- **EXERCISE GOAL**:
Copy the lines of the material below verbatim, from the line with "of the clear" up to and including the line with "x=120, y=74".

- **ITEMS**:
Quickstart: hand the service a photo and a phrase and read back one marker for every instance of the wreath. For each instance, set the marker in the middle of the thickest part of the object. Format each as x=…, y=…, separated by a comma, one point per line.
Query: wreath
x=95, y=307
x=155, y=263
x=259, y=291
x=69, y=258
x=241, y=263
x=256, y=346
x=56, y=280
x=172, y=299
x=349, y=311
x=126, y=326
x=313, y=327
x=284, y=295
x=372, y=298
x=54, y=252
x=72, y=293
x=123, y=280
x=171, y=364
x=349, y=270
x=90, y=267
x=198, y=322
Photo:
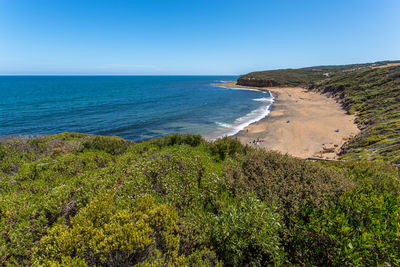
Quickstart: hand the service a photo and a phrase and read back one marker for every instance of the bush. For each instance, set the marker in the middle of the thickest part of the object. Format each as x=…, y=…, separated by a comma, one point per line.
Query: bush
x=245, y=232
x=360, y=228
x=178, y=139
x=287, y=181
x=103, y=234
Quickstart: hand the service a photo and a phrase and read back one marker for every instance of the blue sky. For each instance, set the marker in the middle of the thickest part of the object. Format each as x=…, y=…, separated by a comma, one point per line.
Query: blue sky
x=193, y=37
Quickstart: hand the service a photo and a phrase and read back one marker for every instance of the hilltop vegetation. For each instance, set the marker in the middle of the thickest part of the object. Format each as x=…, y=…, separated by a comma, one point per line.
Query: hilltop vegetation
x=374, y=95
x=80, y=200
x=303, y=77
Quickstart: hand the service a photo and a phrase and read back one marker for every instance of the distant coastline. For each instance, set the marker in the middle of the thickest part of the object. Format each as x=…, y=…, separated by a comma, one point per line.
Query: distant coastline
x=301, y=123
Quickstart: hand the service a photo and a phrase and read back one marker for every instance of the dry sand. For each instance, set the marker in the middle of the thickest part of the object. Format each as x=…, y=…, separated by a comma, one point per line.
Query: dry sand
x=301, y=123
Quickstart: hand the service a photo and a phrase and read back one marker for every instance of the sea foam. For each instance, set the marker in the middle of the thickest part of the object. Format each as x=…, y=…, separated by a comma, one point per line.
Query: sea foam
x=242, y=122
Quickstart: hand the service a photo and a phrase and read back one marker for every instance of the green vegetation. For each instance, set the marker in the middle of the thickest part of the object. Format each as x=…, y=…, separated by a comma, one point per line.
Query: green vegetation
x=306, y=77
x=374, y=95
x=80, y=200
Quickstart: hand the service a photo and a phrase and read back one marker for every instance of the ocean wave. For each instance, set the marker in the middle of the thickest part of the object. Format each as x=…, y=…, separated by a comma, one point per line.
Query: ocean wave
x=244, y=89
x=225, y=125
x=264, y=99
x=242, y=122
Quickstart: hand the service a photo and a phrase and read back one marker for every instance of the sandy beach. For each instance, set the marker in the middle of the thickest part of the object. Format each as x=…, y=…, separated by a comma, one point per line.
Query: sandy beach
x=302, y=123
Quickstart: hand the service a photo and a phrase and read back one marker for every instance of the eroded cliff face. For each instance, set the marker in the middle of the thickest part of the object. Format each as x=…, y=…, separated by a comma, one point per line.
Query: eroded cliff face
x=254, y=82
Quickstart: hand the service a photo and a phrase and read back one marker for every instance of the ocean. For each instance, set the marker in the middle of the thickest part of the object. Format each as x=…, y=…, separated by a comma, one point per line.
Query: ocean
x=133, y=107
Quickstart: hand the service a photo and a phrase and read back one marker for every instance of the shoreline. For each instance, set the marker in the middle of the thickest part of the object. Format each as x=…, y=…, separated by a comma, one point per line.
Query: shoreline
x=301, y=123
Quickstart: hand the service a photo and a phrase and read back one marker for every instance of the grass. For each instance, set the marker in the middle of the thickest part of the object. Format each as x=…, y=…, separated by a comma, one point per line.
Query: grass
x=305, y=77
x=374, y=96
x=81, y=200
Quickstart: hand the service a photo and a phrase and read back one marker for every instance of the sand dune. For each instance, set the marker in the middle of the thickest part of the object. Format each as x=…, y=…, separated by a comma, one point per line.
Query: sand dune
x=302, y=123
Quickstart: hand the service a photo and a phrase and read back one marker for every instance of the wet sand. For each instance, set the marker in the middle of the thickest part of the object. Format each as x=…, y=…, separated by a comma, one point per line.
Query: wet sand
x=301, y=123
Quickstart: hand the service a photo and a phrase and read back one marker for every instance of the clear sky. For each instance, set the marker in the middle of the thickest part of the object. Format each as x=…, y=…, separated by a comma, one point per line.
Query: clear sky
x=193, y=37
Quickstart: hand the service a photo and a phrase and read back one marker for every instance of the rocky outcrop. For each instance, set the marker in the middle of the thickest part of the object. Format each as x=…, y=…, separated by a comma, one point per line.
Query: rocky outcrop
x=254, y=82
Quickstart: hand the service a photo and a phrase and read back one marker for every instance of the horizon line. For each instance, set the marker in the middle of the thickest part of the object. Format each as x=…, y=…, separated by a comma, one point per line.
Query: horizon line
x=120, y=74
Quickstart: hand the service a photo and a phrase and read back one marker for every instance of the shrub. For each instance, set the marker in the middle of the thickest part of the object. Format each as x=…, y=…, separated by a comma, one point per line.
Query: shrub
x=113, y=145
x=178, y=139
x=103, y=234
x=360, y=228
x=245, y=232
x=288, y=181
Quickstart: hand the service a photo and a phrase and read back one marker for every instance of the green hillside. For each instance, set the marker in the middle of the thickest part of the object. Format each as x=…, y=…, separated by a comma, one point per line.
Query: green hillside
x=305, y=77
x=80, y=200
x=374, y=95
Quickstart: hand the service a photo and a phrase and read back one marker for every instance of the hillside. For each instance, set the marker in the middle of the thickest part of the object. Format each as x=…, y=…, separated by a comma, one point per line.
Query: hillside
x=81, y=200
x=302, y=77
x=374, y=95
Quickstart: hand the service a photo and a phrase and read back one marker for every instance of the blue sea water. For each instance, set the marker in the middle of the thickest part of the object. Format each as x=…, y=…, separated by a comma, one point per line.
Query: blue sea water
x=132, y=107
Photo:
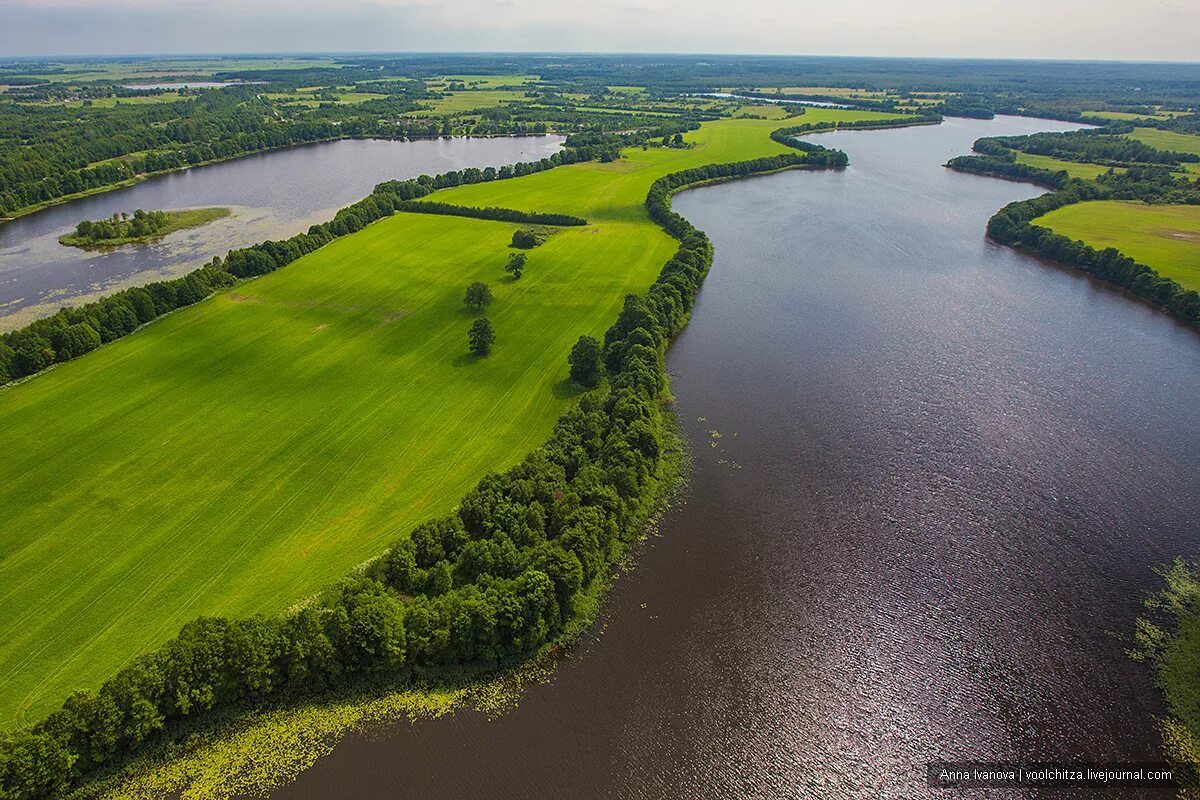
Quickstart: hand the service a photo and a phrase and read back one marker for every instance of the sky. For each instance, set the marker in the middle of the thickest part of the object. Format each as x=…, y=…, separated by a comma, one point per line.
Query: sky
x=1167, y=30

- **FINISHED TASK**:
Quickstart: hand the service a photo and a phrase and read back one marker for every instance of the clear sky. For each instance, set the marker in the middle of the thickest part of the object. Format each as x=…, y=…, separated by a comma, one point per line.
Query: clear sky
x=193, y=37
Quickstart: hand the service a photo and a phrase and read back one marker for every instance of the rocky outcrop. For each instance, set the marker in the middle of the thickest part of the object. Format each as x=…, y=…, separated by a comma, one point per line.
Query: rocky outcrop
x=254, y=82
Quickstart: hand the service a photo and a phrase and read back one marker for every instance of the horizon line. For each instance, set the marker in the middle of the thickest part of the object. Format each as x=…, y=…, separated by a comma, one point per line.
Query: horizon line
x=120, y=74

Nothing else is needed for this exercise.